# AUSGEWÄHLTE TEXTSTELLE
►

Wie ein Schwamm speichert der Boden Regenwasser. Auf versiegelten Flächen wird dagegen kein Wasser gespeichert. Durch eine zusätzliche Kanalisation und Pumpwerke kann das Wasser nur umgeleitet, aber nicht aufgefangen werden. Die existierenden Freiland- und bewaldeten Flächen erfüllen also eine wichtige Funktion. Darüber hinaus spielt auch die Klimatisierung eine große Rolle. Die Feuchtwiese „Auf der Hahn“ in Riegelsberg dient beispielsweise dem Ort auch als Frischluftschneise. Durch Bebauung entstünde eine lokale Erwärmung bei gleichzeitig geringerem Luftaustausch.

Der Minister für Umwelt und Verbraucherschutz Reinhold Jost (SPD) rät Immobilienbesitzern zum Abschluss einer speziellen Versicherung, da die Folgen von Starkregen und Überflutungen durch die Klimaerwärmung zunehmen werden. Er denkt sogar über eine Verpflichtung zum Abschluss solcher Versicherungen nach. Andererseits soll das durch Landesmittel finanzierte Pilotprojekt „Starkregenvorsorgekonzept“ den Städten und Gemeinden geeignete Instrumente zur Vorsorge aufzeigen. Wie passen diese Aussagen zu den aktuellen Weichenstellungen der Landesregierung für neue Baugebiete in den Kommunen?

Für die Tier- und Pflanzenwelt sind Freilandflächen extrem wichtig. Ausgewiesene FFH-Gebiete (Fauna-Flora-Habitat-Gebiete) wie z.B. die „Wiesenlandschaft bei Wahlschied“, sollen einen Biotopverbund herstellen, um durch Vernetzung dem Erhalt der Biodiversität Rechnung zu tragen. Auf welchen Flächen aber soll diese Vernetzungsfunktion stattfinden, wenn nicht auf den extensiv bewirtschafteten Landwirtschafts- und Waldflächen? Werden extensive Landwirtschaftsflächen mit dem Argument, dass die landwirtschaftliche Produktion auf diesen Flächen ohnehin sehr niedrig sei, zurückgedrängt, dann bleiben nur noch die intensiv genutzten und mit Pestiziden überfrachteten Landwirtschaftsflächen übrig, die den Tod für viele Arten bedeutet. Die dringend notwendige Vernetzungsfunktion der FFH-Gebiete zum Erhalt der Artenvielfalt kann nicht erfüllt werden. So wird das Fortschreiten des Insektensterbens noch verstärkt.

„Für Feuchtwiesen, wie z.B. die Hahnhümes in Riegelsberg, können keine adäquaten Ausgleichsflächen hergestellt werden. Auch nicht, wenn für angedachte Ausgleichmaßnahmen sogenannte Ökokontopunkte erreicht werden können. Auf der Hahnhümes sind seltene und teils bedrohte Pflanzen zu finden, zum Beispiel das breitblättrige Knabenkraut (heimische Orchidee) und die Sumpfdotterblume. Es finden Wildwechsel statt, der bedrohte Rotmilan nutzt die Wiese als Jagdrevier“, so BUND-Mitglied Sascha Cavelius aus Riegelsberg.

◄

# Aufgaben zur Standortbestimmung
►

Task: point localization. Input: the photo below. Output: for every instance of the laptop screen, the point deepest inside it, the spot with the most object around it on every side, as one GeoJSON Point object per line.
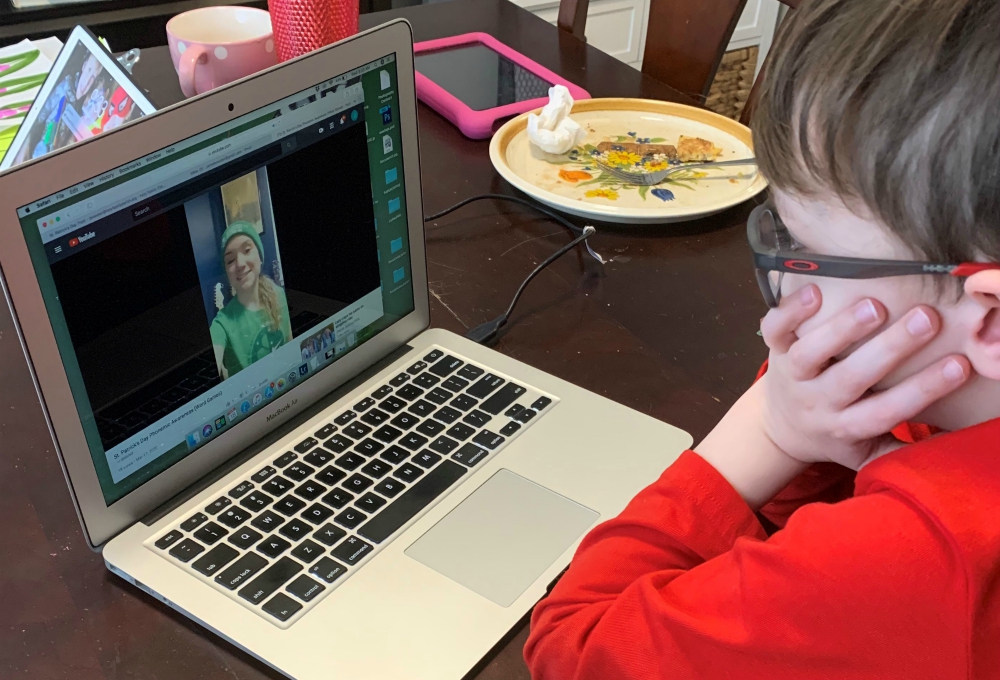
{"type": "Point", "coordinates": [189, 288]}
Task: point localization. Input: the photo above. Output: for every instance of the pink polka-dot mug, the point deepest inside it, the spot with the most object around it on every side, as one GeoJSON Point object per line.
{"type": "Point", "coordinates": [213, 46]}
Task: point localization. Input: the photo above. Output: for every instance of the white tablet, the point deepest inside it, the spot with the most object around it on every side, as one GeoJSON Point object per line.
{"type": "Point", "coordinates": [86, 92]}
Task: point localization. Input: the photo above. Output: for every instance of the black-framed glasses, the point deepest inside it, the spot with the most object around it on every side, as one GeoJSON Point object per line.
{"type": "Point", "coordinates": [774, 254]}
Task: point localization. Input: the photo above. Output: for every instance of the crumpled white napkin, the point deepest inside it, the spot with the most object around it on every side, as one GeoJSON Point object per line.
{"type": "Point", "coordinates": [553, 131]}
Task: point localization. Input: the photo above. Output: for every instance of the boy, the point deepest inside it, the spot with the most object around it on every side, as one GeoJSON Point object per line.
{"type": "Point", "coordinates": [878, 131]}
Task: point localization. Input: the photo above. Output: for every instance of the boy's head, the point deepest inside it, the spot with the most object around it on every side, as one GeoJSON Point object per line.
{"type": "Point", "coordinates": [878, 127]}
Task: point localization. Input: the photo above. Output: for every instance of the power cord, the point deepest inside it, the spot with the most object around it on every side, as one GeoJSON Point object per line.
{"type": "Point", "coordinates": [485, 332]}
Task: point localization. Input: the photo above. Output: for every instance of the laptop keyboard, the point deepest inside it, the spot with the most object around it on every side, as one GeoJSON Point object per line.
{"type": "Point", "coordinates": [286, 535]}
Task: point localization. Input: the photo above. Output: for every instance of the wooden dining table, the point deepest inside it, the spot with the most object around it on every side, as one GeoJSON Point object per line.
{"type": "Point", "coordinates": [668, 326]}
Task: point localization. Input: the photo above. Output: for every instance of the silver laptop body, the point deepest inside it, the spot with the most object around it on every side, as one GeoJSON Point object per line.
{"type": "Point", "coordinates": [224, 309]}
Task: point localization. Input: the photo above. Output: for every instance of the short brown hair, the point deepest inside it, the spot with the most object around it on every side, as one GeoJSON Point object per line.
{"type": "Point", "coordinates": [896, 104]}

◄

# ARBEITSANWEISUNGEN
A. Welche Funktion erfüllt die Feuchtwiese „Auf der Hahn“ laut dem Text über Freiflächen für Riegelsberg?
B. Prüfe, ob die folgenden Aussagen mit dem Text über Freiflächen übereinstimmen, und belege jedes Ja oder Nein mit einem wörtlichen Zitat: (i) Auf versiegelten Flächen wird Regenwasser gespeichert. (ii) Reinhold Jost erwägt eine Pflicht zum Abschluss von Versicherungen. (iii) Der Rotmilan nutzt die Hahnhümes als Jagdrevier.
C. Schreibe den Text über Freiflächen im Anschluss an seinen letzten Satz weiter.

# SCHRIFTLICHE ANTWORTEN
A. Sie dient dem Ort als Frischluftschneise.

B.
(i) Nein: „Auf versiegelten Flächen wird dagegen kein Wasser gespeichert.“
(ii) Ja: „Er denkt sogar über eine Verpflichtung zum Abschluss solcher Versicherungen nach.“
(iii) Ja: „der bedrohte Rotmilan nutzt die Wiese als Jagdrevier“

C.
Landwirtschaftliche Nutzfläche zur Tierfuttergewinnung geht unwiederbringlich verloren. Laut einer Studie des Umweltbundesamtes benötigt jeder Bundesbürger rund 0,24 Hektar Landwirtschaftsfläche für seine Ernährung. Das Saarland verfügt aber nur über rd. 770 000 Hektar Landwirtschaftsfläche. Mit dieser Fläche könnten nur ein Drittel der hiesigen Bevölkerung versorgt werden. Dies bedeutet, dass wir nicht in der Lage sind, im Saarland die an vielen Stellen gepriesene und für die Klimabilanz wichtige Regionalität der Anbauprodukte für jedermann zu garantieren. Die von der Großen Koalition im Saarland beabsichtigte und vom BUND begrüßte Ausdehnung des ökologischen Anbaus benötigt jedoch noch weitere Anbauflächen, um Ernährungssicherheit zu gewährleisten. Darüber hinaus zeigt der Klimawandel schon längst seine Folgen. Der trockene Sommer 2018 zeigte uns als Extrem, was in Zukunft droht. Die Auswirkungen werden aber nach derzeitigen Prognosen (und der Sommer 2018 hat das bestätigt) regional unterschiedlich ausfallen. Während in vielen Teilen der Republik für die Landwirtschaft der Notstand ausgerufen werden musste, waren die Ernteausfälle im Saarland deutlich, aber nicht in dem Ausmaß wie beispielsweise in Nordrhein-Westfalen oder in Brandenburg. Die Landwirtschaftsflächen im Saarland würden zukünftig, trotz der mäßigen Bodenwerte, sogar an Bedeutung gewinnen.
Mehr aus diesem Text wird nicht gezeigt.